▸ STATED PROBLEM: All records must be quoted exactly. Omit the pictures.

AVAILABLE RECORDS start

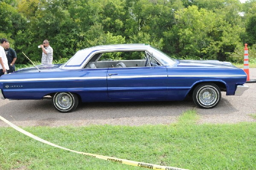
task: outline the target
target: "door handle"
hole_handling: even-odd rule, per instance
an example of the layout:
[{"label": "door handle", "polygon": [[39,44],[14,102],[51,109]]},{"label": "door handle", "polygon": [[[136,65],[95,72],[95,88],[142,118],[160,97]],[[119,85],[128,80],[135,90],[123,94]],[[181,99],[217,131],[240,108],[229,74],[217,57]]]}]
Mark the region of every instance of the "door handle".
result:
[{"label": "door handle", "polygon": [[108,75],[109,75],[110,76],[111,76],[111,75],[117,75],[118,74],[117,73],[112,73],[112,74],[109,74]]}]

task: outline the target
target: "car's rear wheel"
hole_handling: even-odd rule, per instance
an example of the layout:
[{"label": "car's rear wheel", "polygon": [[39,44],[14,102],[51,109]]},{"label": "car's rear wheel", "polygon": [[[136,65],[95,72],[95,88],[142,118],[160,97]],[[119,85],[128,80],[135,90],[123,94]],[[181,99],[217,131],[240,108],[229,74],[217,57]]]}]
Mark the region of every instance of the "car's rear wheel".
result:
[{"label": "car's rear wheel", "polygon": [[204,83],[197,86],[193,92],[193,100],[198,106],[204,109],[215,107],[220,102],[221,93],[215,84]]},{"label": "car's rear wheel", "polygon": [[79,103],[77,95],[69,92],[55,93],[52,98],[55,108],[61,112],[71,112],[75,110]]}]

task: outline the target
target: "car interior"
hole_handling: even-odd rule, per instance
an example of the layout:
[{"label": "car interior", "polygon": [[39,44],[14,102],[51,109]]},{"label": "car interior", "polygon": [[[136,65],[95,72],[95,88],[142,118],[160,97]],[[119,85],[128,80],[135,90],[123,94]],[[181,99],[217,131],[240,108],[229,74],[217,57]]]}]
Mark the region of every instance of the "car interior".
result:
[{"label": "car interior", "polygon": [[161,65],[151,55],[146,52],[115,52],[96,54],[84,68],[126,68]]}]

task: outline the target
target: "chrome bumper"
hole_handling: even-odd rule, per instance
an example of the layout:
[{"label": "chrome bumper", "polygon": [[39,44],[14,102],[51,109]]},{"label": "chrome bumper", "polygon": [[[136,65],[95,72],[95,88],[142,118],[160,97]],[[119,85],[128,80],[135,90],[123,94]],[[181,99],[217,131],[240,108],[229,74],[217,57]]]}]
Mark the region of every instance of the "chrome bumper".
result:
[{"label": "chrome bumper", "polygon": [[248,89],[249,89],[248,86],[237,86],[236,90],[235,92],[235,95],[241,95],[244,93],[244,92]]},{"label": "chrome bumper", "polygon": [[4,100],[5,98],[3,97],[3,93],[2,93],[2,90],[0,89],[0,99]]}]

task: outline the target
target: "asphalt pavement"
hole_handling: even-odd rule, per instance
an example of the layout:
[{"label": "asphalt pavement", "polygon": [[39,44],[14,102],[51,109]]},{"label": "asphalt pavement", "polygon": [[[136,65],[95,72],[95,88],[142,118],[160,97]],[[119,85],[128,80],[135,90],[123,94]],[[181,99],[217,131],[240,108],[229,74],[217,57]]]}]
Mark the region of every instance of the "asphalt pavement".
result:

AVAILABLE RECORDS end

▸ RESULT OF THE EXERCISE:
task: outline the target
target: "door handle"
hole_handling: even-odd rule, per instance
an example of the layout:
[{"label": "door handle", "polygon": [[39,44],[14,102],[51,109]]},{"label": "door handle", "polygon": [[[136,65],[95,72],[95,88],[142,118],[160,97]],[[119,85],[128,80],[135,90],[123,94]],[[181,99],[217,131],[240,108],[229,74],[217,57]]]}]
Mark the region of every instance of the "door handle".
result:
[{"label": "door handle", "polygon": [[108,75],[109,75],[110,76],[111,76],[111,75],[117,75],[118,74],[117,73],[112,73],[112,74],[109,74]]}]

task: outline the target
target: "car's rear wheel"
hole_handling: even-odd rule, per instance
an example of the layout:
[{"label": "car's rear wheel", "polygon": [[39,44],[14,102],[51,109]]},{"label": "car's rear wheel", "polygon": [[[136,65],[95,72],[95,88],[142,118],[160,97]],[[119,85],[128,80],[135,90],[123,94]],[[181,99],[217,131],[240,108],[229,74],[217,57]]]}]
Mark the region of every instance of the "car's rear wheel".
result:
[{"label": "car's rear wheel", "polygon": [[204,83],[197,86],[193,92],[193,100],[198,106],[204,109],[215,107],[220,102],[221,93],[215,84]]},{"label": "car's rear wheel", "polygon": [[79,103],[77,95],[69,92],[55,93],[52,98],[55,108],[61,112],[71,112],[75,110]]}]

task: outline the target
target: "car interior"
hole_handling: even-odd rule, per instance
an example of the layout:
[{"label": "car interior", "polygon": [[39,44],[14,102],[51,109]]},{"label": "car interior", "polygon": [[[136,65],[95,72],[95,88],[142,118],[160,97]],[[119,85],[128,80],[135,90],[123,94]],[[181,99],[217,131],[240,108],[229,74],[217,57]]]}]
Mark the region of every instance of the "car interior".
result:
[{"label": "car interior", "polygon": [[161,65],[151,55],[146,52],[115,52],[96,54],[84,68],[126,68]]}]

task: outline the target
target: "chrome bumper"
hole_handling: even-odd rule, per instance
an example of the layout:
[{"label": "chrome bumper", "polygon": [[39,44],[14,102],[51,109]]},{"label": "chrome bumper", "polygon": [[[136,65],[95,72],[95,88],[142,118],[160,97]],[[119,85],[128,80],[135,90],[123,94]],[[181,99],[217,131],[240,108],[229,74],[217,57]]]}]
Mark the region of every instance of the "chrome bumper".
result:
[{"label": "chrome bumper", "polygon": [[248,89],[249,89],[248,86],[237,86],[236,90],[235,92],[235,95],[241,95],[244,93],[244,92]]},{"label": "chrome bumper", "polygon": [[4,100],[5,98],[3,97],[3,93],[2,93],[2,90],[0,89],[0,99]]}]

task: outline the target
target: "asphalt pavement"
hole_handling: even-odd rule, per instance
an example of the layout:
[{"label": "asphalt pavement", "polygon": [[39,44],[14,102],[51,109]]},{"label": "asphalt pavement", "polygon": [[[136,65],[95,72],[95,88],[142,118],[160,97]],[[119,85],[128,80],[135,90],[123,94]],[[181,99],[217,131],[240,108],[229,74],[217,57]]]}]
Mark the region of every instance of the "asphalt pavement".
result:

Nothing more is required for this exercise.